Return every line from the listing where the word "door" occurs.
————————
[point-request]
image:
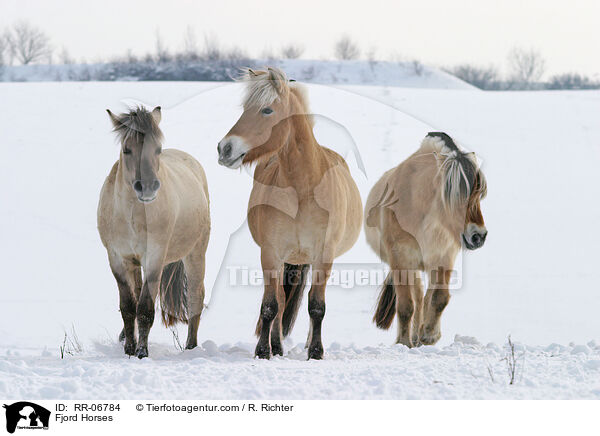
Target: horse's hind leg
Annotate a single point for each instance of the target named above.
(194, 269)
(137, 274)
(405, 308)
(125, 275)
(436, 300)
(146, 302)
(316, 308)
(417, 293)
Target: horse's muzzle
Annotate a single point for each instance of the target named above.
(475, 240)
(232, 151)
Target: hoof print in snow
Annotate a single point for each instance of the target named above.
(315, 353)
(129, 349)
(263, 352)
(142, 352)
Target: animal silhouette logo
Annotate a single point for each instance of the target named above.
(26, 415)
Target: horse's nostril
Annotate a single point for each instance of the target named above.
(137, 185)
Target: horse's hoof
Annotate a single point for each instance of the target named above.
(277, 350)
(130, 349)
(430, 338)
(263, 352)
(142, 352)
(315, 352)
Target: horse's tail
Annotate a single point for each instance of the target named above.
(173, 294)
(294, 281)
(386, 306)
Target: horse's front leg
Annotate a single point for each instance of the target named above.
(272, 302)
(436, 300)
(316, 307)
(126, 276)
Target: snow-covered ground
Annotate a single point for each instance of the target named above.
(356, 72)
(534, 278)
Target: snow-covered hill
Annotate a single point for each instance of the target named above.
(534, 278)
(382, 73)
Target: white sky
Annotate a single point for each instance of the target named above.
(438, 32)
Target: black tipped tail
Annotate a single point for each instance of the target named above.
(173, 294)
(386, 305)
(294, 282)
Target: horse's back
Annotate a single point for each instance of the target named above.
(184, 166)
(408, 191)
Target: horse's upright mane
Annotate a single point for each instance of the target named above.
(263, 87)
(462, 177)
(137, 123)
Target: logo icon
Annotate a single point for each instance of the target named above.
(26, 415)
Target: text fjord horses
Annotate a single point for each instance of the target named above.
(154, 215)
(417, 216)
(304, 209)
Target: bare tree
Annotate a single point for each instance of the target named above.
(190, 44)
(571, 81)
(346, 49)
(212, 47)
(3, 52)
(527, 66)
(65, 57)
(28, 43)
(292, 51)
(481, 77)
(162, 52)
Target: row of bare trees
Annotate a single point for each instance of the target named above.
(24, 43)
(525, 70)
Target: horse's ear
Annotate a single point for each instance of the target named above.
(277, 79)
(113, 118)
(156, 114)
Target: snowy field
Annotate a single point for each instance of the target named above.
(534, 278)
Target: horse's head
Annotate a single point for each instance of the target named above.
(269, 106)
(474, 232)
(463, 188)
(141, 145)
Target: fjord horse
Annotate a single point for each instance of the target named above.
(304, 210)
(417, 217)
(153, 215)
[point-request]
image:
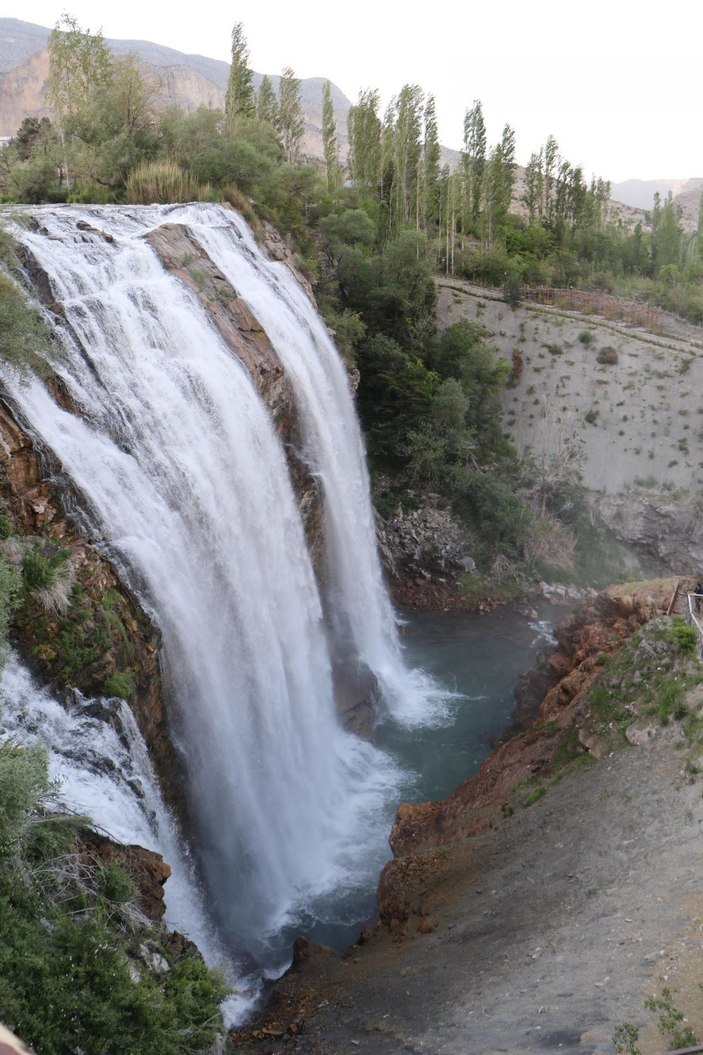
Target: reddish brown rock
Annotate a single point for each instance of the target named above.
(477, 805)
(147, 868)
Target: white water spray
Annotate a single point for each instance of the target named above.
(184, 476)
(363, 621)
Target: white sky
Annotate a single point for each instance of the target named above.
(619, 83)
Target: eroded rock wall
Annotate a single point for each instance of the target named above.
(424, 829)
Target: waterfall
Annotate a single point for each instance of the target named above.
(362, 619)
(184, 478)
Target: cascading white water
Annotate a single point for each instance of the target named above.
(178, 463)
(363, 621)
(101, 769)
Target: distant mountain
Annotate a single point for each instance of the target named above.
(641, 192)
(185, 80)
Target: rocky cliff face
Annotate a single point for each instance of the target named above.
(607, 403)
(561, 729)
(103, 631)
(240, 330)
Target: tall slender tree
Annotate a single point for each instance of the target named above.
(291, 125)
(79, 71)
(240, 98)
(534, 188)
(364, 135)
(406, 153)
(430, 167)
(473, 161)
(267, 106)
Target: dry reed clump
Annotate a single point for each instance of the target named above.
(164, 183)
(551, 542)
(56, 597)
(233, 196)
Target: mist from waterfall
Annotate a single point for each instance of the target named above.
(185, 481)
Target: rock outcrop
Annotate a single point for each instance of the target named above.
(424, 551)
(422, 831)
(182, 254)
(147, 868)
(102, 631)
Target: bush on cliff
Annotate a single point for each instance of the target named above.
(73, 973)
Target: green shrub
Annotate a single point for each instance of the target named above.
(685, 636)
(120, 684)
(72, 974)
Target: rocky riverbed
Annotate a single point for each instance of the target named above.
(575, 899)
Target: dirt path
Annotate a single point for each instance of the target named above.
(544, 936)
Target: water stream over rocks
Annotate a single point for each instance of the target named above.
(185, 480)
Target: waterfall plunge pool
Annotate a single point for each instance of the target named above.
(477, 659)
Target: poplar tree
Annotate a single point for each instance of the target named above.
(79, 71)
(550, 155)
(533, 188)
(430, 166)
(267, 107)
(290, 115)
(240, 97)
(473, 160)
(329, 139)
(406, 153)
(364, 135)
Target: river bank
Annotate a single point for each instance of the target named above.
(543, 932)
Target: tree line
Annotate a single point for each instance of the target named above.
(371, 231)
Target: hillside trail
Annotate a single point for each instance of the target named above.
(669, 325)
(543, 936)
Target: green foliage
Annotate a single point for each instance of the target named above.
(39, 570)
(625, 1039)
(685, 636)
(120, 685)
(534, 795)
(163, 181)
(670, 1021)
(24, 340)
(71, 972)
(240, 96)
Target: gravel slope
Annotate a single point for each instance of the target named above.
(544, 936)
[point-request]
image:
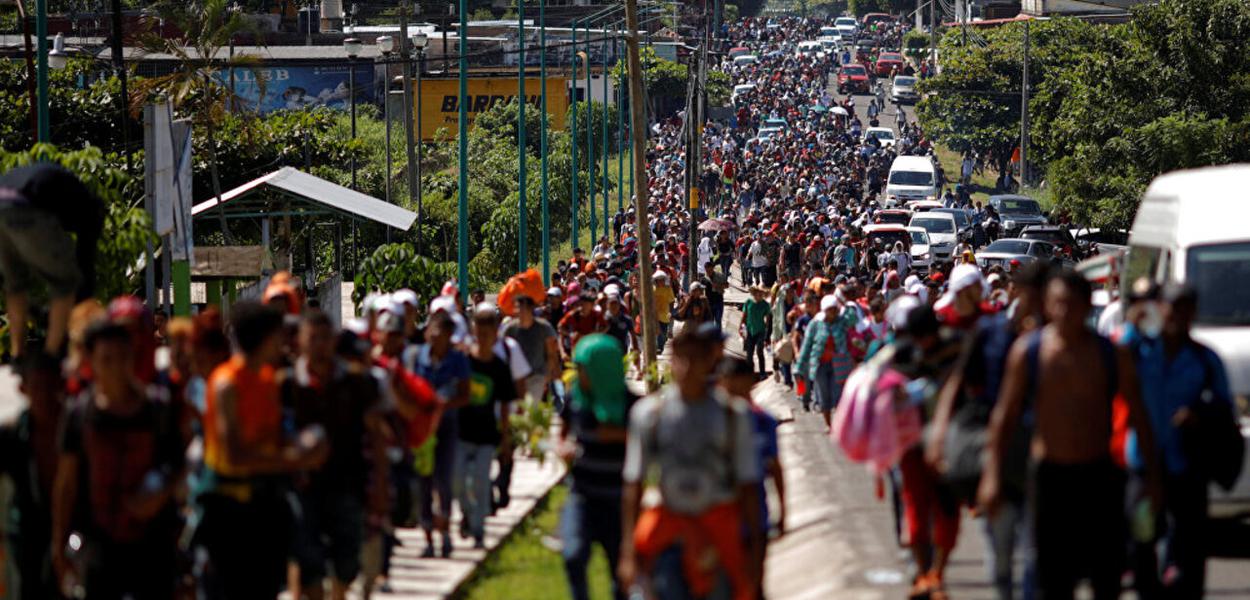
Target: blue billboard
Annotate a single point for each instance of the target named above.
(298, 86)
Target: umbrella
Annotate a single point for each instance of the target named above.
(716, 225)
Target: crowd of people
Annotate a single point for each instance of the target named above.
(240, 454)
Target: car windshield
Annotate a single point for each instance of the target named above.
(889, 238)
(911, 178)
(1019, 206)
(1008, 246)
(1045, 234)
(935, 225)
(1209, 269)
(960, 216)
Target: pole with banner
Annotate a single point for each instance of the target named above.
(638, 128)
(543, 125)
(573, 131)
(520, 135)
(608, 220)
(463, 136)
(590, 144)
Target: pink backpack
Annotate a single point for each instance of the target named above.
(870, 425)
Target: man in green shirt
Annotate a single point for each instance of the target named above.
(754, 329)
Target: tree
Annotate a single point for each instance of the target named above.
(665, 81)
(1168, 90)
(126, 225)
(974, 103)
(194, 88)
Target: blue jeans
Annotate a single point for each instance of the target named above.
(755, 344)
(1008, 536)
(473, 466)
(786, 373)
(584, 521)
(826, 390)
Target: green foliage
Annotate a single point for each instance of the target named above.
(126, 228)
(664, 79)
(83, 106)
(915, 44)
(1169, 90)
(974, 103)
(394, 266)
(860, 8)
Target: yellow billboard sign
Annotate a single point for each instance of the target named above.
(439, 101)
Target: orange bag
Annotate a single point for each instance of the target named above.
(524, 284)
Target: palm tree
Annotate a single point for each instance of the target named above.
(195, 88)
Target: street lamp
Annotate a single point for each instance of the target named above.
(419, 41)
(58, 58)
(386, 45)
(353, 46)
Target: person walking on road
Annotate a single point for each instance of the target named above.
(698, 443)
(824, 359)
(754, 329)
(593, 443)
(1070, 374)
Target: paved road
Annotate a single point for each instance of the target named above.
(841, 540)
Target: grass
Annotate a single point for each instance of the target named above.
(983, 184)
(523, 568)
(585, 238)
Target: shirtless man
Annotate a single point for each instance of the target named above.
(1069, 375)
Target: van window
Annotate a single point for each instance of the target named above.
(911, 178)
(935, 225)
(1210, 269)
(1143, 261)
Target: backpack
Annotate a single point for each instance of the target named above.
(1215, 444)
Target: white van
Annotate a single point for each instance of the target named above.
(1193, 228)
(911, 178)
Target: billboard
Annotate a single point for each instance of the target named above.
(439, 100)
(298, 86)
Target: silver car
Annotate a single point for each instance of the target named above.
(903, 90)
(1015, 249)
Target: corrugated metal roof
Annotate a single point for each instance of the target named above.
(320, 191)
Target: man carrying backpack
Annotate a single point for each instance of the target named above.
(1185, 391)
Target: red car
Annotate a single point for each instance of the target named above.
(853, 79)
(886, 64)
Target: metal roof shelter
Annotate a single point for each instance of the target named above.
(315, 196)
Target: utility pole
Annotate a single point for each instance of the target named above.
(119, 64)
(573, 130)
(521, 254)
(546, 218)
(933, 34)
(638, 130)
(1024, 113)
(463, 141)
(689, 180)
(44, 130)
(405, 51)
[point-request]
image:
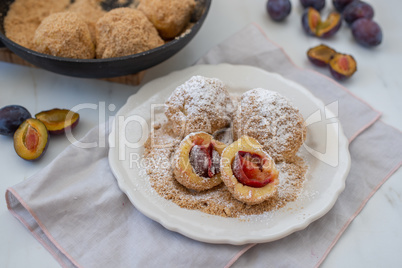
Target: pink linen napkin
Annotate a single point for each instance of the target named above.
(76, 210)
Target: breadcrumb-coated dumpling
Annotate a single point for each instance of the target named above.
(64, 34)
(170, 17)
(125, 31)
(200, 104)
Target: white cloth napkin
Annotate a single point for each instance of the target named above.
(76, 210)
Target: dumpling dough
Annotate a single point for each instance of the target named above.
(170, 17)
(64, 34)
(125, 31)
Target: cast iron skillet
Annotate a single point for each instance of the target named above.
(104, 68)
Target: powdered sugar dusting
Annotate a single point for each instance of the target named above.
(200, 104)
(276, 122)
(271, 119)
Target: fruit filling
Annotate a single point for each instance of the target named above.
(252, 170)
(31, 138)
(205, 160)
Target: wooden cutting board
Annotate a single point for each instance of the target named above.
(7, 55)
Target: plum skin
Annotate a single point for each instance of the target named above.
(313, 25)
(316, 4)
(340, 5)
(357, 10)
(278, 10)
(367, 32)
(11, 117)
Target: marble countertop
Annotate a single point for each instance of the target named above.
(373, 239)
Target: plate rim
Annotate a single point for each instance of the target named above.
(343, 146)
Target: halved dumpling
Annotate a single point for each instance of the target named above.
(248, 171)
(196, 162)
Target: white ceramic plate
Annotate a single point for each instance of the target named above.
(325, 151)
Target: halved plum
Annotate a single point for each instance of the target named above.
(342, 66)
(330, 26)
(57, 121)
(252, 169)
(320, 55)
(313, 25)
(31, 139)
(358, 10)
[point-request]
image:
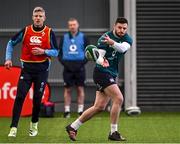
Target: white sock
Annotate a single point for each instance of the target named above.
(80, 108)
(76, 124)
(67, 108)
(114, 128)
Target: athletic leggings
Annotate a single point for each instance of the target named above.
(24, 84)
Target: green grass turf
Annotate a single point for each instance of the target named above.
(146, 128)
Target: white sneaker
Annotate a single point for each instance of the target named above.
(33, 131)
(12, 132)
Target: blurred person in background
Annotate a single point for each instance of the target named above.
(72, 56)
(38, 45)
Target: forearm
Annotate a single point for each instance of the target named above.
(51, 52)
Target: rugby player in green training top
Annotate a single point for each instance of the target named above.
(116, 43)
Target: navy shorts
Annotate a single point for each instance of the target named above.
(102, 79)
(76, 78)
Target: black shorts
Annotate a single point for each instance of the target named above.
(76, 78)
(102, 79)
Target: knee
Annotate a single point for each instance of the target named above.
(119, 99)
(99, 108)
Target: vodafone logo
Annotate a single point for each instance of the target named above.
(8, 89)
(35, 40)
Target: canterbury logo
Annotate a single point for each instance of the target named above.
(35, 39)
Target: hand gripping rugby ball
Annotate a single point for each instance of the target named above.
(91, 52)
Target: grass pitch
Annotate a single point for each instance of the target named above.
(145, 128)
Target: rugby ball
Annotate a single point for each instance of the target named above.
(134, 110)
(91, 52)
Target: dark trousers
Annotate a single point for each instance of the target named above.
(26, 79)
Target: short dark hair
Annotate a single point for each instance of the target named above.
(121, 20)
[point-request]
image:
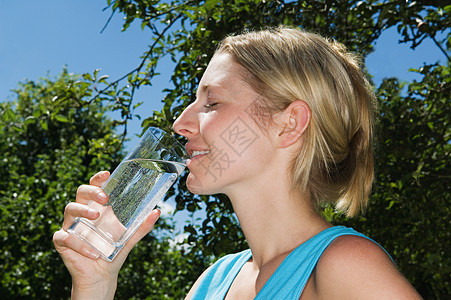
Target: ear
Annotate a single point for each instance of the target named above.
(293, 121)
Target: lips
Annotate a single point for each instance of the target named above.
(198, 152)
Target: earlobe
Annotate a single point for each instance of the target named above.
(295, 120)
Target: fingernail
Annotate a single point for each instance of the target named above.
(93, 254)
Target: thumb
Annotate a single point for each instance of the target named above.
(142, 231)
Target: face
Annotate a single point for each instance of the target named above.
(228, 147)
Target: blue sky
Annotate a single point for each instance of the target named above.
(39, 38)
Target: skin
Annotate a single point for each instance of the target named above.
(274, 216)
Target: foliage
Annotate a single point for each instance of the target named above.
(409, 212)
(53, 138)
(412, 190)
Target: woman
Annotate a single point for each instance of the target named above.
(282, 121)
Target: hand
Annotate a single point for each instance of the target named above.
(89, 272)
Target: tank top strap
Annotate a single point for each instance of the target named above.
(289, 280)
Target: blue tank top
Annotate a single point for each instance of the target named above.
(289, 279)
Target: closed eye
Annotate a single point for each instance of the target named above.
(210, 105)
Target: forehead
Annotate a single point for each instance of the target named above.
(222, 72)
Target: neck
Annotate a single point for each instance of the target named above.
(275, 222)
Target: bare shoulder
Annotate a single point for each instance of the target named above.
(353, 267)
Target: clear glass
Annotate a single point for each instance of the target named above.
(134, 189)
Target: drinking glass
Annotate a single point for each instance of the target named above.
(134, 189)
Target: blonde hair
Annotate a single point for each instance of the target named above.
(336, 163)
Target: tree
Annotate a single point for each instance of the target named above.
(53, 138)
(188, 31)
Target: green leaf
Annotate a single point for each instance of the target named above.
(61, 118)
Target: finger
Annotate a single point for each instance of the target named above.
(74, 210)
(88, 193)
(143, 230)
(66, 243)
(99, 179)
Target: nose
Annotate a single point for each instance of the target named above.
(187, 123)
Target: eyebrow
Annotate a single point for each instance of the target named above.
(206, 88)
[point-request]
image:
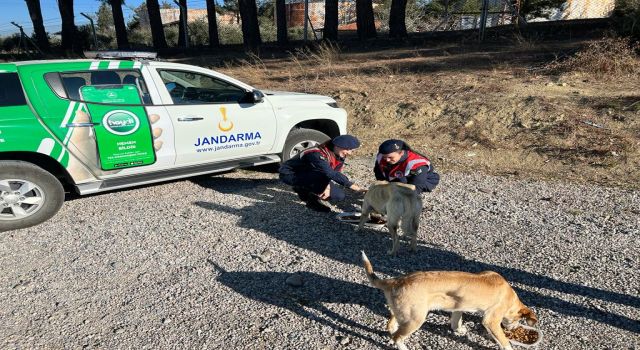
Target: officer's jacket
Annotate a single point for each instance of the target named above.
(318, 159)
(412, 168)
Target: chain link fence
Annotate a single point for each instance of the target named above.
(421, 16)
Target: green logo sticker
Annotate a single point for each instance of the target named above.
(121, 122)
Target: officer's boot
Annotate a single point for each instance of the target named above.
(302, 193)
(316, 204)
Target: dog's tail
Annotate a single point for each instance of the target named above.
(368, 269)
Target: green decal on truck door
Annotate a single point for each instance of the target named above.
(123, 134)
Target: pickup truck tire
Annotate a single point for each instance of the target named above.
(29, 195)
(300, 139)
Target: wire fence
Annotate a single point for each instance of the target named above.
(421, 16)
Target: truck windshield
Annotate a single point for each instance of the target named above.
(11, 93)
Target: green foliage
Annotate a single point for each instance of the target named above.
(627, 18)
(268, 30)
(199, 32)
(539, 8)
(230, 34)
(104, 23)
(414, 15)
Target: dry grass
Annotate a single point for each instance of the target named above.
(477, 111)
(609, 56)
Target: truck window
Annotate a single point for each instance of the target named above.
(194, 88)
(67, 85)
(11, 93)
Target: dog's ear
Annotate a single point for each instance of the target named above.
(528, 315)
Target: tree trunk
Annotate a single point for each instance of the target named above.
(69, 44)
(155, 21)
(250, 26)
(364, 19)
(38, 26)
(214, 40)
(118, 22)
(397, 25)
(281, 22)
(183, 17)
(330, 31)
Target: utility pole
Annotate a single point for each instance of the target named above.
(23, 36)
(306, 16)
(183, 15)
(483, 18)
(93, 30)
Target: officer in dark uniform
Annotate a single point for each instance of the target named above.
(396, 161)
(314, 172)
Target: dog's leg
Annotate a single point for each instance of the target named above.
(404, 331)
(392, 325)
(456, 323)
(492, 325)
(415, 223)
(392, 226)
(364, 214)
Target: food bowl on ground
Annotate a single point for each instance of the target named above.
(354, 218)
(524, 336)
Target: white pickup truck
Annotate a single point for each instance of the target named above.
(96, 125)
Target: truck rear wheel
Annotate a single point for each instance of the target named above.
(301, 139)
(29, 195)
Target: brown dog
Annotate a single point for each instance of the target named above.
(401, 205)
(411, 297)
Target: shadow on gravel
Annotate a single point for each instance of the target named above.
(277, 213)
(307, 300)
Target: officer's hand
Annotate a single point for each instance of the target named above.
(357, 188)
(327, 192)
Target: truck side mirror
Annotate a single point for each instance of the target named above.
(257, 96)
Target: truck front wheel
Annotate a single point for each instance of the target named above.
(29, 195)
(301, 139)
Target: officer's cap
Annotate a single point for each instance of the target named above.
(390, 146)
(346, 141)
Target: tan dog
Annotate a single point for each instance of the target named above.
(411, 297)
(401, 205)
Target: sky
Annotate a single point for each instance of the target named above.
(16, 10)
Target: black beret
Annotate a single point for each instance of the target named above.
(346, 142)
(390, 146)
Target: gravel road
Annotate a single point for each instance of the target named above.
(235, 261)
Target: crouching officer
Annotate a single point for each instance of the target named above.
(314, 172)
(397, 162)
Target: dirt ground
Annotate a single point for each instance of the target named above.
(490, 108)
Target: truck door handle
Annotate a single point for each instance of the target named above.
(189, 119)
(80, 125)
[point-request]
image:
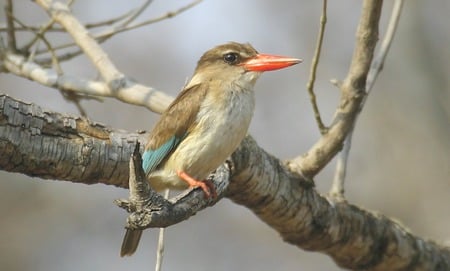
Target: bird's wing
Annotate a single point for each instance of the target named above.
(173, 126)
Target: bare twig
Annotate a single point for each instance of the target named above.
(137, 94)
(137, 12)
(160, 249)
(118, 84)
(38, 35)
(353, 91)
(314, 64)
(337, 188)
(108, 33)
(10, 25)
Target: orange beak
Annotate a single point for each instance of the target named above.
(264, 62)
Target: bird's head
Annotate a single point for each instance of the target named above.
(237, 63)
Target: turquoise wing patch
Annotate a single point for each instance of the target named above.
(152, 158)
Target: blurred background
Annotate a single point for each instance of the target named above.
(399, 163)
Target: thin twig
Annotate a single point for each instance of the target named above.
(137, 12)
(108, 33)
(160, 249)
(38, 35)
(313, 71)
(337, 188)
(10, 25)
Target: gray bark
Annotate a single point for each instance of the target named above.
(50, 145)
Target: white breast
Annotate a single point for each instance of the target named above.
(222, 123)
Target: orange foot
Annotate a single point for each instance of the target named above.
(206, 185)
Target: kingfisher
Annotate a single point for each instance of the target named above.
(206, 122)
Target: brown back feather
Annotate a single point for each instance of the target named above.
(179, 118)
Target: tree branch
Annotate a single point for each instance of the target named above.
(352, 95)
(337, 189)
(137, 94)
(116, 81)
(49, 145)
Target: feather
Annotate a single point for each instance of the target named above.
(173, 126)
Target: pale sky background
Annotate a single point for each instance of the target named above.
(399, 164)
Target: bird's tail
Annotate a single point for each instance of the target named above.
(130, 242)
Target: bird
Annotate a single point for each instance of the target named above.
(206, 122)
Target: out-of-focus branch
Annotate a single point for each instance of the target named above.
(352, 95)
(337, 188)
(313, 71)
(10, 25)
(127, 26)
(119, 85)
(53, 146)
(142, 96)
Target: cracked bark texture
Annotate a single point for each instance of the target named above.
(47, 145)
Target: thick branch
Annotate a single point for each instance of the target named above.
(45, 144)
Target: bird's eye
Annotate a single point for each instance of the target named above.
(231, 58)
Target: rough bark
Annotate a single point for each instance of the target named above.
————————
> **Exercise output**:
Target: green decal on truck door
Target: truck door handle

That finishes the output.